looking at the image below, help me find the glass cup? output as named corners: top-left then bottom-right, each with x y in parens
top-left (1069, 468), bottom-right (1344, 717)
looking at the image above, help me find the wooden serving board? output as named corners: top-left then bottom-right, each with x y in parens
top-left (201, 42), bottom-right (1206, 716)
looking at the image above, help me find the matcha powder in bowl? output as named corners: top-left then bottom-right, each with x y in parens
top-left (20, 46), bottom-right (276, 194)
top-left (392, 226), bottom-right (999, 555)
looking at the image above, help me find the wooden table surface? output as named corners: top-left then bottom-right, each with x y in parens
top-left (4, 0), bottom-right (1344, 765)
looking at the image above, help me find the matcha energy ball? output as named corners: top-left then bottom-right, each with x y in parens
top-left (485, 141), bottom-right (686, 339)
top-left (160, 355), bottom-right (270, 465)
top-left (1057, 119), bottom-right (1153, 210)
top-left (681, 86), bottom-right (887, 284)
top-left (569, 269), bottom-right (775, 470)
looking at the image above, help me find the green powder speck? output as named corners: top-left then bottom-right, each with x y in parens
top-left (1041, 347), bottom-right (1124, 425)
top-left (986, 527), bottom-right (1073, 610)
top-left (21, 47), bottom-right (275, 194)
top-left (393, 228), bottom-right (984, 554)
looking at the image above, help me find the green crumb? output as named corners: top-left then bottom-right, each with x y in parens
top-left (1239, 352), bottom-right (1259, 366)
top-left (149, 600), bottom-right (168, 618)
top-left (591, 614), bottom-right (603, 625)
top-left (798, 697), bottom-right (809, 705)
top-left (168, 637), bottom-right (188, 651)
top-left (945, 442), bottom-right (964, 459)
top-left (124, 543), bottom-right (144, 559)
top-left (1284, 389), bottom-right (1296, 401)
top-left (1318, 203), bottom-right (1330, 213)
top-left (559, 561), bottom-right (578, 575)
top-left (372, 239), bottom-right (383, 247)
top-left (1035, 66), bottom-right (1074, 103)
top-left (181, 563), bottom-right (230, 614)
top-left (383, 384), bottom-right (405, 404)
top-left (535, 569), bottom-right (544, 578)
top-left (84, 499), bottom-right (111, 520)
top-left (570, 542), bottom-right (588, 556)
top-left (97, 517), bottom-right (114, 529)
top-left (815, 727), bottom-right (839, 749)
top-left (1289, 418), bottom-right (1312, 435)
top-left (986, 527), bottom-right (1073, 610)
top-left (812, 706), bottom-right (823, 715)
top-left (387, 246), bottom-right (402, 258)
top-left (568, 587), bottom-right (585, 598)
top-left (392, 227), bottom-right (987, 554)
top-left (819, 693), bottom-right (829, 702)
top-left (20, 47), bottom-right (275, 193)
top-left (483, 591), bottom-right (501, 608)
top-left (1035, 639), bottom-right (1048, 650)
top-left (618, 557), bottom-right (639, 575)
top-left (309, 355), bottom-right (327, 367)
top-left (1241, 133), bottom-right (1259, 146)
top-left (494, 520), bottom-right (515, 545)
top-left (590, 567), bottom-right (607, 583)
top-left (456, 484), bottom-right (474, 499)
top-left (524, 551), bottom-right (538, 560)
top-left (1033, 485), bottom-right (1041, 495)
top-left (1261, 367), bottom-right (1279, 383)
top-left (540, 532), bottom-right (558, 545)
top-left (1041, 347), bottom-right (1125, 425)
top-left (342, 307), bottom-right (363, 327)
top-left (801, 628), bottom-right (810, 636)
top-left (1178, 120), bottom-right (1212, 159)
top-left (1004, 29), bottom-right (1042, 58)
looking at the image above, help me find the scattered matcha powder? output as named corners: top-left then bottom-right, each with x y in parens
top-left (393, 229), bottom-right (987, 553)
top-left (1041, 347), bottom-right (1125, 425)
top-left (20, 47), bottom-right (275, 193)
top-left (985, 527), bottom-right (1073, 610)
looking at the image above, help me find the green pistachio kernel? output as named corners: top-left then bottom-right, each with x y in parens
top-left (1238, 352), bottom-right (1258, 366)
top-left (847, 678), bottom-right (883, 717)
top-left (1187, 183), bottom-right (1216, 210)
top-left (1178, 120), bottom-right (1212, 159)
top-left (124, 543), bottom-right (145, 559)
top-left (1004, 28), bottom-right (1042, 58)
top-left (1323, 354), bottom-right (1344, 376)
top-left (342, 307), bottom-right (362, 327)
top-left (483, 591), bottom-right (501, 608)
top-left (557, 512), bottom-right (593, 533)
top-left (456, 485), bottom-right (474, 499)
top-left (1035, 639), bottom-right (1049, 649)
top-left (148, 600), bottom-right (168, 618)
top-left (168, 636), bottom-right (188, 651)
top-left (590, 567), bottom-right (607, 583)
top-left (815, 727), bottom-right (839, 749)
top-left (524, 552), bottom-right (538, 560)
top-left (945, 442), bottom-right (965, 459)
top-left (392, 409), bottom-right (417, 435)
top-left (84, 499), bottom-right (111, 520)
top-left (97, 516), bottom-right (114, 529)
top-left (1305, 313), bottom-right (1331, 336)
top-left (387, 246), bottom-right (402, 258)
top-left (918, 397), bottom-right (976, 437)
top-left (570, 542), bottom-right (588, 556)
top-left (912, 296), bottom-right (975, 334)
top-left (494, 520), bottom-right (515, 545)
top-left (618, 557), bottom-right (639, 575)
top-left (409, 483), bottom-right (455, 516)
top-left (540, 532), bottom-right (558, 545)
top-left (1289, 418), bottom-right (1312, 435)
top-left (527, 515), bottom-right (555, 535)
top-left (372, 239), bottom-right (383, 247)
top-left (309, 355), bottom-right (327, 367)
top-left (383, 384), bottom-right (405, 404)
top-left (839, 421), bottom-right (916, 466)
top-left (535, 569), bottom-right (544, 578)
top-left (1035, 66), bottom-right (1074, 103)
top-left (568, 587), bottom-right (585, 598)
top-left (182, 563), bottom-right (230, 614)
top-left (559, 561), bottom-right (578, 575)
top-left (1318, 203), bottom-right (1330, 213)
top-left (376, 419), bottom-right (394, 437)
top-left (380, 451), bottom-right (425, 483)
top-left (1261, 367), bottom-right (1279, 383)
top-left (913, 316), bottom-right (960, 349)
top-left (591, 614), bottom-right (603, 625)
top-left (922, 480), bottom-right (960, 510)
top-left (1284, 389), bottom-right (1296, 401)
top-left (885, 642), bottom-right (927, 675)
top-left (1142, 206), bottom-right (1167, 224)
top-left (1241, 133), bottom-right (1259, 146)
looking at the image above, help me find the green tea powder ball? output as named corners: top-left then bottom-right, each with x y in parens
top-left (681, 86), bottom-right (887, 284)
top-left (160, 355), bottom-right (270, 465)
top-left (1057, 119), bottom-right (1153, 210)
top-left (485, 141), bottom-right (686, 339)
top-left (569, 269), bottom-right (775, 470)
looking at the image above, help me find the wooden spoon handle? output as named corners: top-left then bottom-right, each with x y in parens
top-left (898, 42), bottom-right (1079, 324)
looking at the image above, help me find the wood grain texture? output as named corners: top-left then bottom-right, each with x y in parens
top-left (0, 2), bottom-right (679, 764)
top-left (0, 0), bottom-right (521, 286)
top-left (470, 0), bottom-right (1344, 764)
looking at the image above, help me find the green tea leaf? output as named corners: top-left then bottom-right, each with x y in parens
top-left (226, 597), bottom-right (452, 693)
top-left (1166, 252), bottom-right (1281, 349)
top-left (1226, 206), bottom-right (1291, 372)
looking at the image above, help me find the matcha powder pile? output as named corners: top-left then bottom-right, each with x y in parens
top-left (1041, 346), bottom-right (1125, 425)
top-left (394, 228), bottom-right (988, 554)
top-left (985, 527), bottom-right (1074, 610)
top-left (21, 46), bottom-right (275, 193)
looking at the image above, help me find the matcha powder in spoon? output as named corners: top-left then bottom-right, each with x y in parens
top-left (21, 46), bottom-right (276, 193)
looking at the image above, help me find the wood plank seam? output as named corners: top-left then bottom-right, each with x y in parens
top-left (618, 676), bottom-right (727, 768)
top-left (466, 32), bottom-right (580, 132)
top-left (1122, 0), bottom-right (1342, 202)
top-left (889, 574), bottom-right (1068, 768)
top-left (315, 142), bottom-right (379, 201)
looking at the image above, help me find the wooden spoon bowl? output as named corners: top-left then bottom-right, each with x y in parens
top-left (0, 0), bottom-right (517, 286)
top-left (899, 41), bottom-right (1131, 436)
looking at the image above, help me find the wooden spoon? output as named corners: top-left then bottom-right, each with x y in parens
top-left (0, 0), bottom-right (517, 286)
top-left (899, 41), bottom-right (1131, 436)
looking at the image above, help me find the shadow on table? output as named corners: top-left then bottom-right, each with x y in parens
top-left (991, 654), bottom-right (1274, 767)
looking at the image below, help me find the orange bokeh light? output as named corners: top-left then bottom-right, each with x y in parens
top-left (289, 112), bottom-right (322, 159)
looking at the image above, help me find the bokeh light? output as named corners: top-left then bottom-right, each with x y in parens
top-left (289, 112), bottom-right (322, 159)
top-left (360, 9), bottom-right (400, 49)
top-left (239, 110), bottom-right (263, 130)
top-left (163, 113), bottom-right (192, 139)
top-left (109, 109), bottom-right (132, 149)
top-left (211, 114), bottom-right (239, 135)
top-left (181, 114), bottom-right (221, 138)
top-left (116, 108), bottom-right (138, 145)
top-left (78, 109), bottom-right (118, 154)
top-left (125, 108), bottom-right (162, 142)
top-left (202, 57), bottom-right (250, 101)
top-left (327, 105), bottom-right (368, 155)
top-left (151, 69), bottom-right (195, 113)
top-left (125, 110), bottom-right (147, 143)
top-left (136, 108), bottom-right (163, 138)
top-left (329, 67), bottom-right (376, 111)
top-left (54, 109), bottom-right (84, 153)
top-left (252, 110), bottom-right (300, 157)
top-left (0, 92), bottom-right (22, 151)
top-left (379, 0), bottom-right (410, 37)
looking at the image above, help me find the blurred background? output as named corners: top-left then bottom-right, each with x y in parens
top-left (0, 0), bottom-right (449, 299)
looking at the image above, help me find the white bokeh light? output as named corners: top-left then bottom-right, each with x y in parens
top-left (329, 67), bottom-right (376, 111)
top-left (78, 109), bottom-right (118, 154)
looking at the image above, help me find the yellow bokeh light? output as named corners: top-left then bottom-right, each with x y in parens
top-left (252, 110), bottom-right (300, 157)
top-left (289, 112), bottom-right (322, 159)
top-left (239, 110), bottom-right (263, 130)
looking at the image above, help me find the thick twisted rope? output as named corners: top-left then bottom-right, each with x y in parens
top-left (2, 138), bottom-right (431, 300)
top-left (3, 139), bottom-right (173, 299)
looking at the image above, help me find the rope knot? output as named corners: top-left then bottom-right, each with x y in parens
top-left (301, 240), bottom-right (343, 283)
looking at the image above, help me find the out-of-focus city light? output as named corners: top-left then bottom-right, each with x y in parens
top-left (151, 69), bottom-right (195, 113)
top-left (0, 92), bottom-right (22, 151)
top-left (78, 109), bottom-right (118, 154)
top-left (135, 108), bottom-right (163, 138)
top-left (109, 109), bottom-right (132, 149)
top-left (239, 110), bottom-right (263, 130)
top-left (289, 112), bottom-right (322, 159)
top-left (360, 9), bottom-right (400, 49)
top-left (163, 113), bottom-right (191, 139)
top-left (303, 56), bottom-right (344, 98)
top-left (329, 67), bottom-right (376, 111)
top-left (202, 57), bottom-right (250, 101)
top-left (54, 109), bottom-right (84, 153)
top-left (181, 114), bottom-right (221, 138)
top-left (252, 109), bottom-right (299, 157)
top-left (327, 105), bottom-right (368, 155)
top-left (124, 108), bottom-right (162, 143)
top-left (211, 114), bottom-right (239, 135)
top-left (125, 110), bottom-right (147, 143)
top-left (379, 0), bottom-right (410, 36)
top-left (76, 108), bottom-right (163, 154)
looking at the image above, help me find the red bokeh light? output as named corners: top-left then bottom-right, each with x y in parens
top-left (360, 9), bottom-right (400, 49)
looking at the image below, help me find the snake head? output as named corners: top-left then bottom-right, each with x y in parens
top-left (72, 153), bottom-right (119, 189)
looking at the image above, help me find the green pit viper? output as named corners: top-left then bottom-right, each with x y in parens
==================================================
• _Goal of the exercise_
Using the entries above, restate word for word every line from the one that contains "looking at the image above, help me find the red" through the last.

• _The completed task_
looking at the image above, help me find the red bokeh light? output as named corners: top-left then bottom-right, each with x y in parens
top-left (360, 9), bottom-right (400, 49)
looking at the image below, help me find the snake head? output as named corners: top-left then bottom-right, each with x y in parens
top-left (72, 153), bottom-right (119, 189)
looking at the image above, help me find the green pit viper? output as named corners: top-left then bottom-right, each with x y in parens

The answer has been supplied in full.